From the records below, transcribe only the lines running from the one with "sky present and output the corresponding bounding boxes." through the one with "foliage present and output the corresponding bounding boxes.". Keep both of those end lines.

» **Given data**
........

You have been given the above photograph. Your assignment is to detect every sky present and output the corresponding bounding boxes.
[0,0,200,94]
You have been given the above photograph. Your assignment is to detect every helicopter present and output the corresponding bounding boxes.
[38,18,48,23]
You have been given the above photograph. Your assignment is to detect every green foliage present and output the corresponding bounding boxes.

........

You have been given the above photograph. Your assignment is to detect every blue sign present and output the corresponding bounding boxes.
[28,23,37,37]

........

» **Response**
You have been given the above photograph. Your assignment is to detect every sky present and output the corresponding bounding boxes.
[0,0,200,94]
You have been given the above photograph. Your assignment is to detect every helicopter present and output the corresponding bounding boxes.
[38,18,48,23]
You have been given the above photograph. Your assignment is to detect every green foliage present and output the corresponding bounding boxes.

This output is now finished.